**Your instructions**
Needed from the data below: all lines that contain the word "brick".

Spatial localization data
"""

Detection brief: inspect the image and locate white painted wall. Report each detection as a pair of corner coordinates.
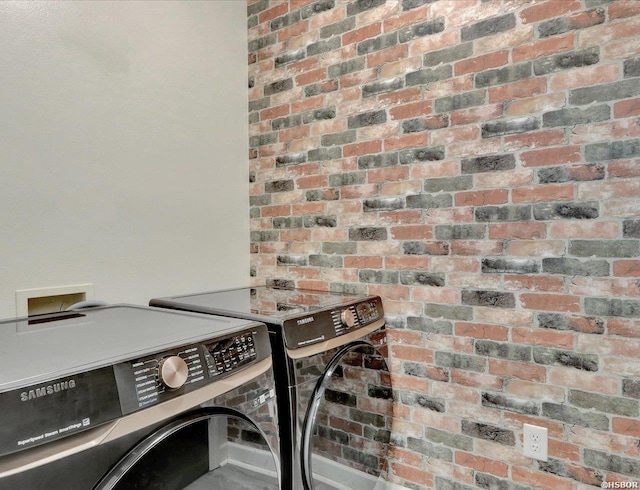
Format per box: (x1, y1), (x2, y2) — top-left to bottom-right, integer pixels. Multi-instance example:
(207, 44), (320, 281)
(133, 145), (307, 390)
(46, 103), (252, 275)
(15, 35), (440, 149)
(0, 1), (249, 318)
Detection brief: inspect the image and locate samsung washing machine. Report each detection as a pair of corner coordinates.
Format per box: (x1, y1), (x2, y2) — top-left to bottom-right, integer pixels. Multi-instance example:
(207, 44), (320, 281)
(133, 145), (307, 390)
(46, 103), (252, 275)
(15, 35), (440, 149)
(0, 305), (280, 490)
(151, 286), (393, 490)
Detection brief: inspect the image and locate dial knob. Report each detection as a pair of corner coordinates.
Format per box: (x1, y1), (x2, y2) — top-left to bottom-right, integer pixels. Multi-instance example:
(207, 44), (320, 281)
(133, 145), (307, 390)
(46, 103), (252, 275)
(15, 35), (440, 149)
(158, 356), (189, 390)
(341, 308), (356, 328)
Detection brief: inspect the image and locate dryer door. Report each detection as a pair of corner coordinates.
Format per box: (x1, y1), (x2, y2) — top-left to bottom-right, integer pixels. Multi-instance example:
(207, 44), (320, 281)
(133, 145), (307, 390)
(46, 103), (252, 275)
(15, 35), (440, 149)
(301, 339), (393, 490)
(95, 407), (279, 490)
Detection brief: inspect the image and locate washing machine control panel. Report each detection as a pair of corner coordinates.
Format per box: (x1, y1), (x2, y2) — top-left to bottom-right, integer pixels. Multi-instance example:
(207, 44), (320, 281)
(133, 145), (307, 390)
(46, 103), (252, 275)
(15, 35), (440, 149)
(283, 296), (384, 349)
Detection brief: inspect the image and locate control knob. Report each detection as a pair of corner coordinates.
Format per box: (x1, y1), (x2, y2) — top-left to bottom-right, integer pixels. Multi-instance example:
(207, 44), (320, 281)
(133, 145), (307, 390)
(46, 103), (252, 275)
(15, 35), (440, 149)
(158, 356), (189, 389)
(340, 308), (356, 328)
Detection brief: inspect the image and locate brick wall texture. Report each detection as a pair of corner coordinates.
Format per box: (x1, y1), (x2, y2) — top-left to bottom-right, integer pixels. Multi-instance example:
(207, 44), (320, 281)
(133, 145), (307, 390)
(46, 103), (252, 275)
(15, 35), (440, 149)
(247, 0), (640, 488)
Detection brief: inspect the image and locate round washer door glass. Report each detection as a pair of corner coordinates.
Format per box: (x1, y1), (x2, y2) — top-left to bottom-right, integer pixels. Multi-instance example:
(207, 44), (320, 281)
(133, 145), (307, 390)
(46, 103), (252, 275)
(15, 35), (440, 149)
(95, 408), (279, 490)
(302, 341), (393, 490)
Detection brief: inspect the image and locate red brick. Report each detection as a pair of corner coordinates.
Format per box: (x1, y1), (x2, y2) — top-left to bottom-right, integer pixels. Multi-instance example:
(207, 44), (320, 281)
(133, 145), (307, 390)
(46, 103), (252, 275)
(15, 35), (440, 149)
(261, 205), (291, 217)
(519, 0), (581, 23)
(455, 452), (508, 478)
(504, 129), (566, 151)
(507, 93), (565, 116)
(550, 63), (620, 91)
(377, 87), (422, 105)
(384, 133), (428, 151)
(450, 104), (503, 126)
(450, 241), (504, 256)
(455, 189), (508, 206)
(614, 97), (640, 118)
(512, 327), (574, 349)
(610, 0), (640, 20)
(431, 126), (479, 145)
(295, 67), (327, 86)
(343, 23), (381, 45)
(455, 51), (508, 76)
(380, 210), (423, 225)
(389, 100), (433, 120)
(489, 78), (548, 103)
(367, 44), (408, 67)
(489, 359), (546, 382)
(391, 463), (433, 488)
(278, 20), (309, 42)
(489, 223), (546, 240)
(504, 275), (565, 293)
(614, 260), (640, 277)
(512, 183), (574, 203)
(512, 34), (575, 62)
(343, 140), (382, 157)
(512, 466), (572, 490)
(384, 256), (430, 271)
(260, 104), (289, 121)
(455, 322), (509, 341)
(279, 125), (310, 142)
(520, 293), (581, 313)
(549, 221), (619, 239)
(520, 146), (581, 167)
(613, 417), (640, 437)
(258, 2), (288, 23)
(368, 166), (411, 184)
(383, 5), (430, 31)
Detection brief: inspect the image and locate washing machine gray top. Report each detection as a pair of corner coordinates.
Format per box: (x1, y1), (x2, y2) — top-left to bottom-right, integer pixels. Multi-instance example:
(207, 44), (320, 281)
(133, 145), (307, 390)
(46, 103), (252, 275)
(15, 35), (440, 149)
(0, 304), (261, 392)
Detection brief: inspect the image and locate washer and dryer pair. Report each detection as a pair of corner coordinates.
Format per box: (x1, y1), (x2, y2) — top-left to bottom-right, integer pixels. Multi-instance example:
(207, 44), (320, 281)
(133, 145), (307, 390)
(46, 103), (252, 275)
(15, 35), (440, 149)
(0, 286), (392, 490)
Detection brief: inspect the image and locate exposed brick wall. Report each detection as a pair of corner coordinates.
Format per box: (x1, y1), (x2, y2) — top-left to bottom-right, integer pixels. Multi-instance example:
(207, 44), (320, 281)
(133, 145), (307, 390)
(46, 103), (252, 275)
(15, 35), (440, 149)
(247, 0), (640, 488)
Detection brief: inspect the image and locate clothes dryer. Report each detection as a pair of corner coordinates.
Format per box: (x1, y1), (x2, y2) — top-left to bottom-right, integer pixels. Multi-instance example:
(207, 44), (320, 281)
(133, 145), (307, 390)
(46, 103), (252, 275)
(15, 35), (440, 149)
(151, 286), (393, 490)
(0, 305), (280, 490)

"""

**Answer to the problem**
Detection brief: inspect the image and locate brick wall texture. Report each detection as a pair of corner coordinates.
Detection brief: inspect the image and locate red brick. Report each detection as a pair of corner coordinates.
Detection brief: inspect the image and locate exposed brick wall. Report each detection as a pair of corner coordinates.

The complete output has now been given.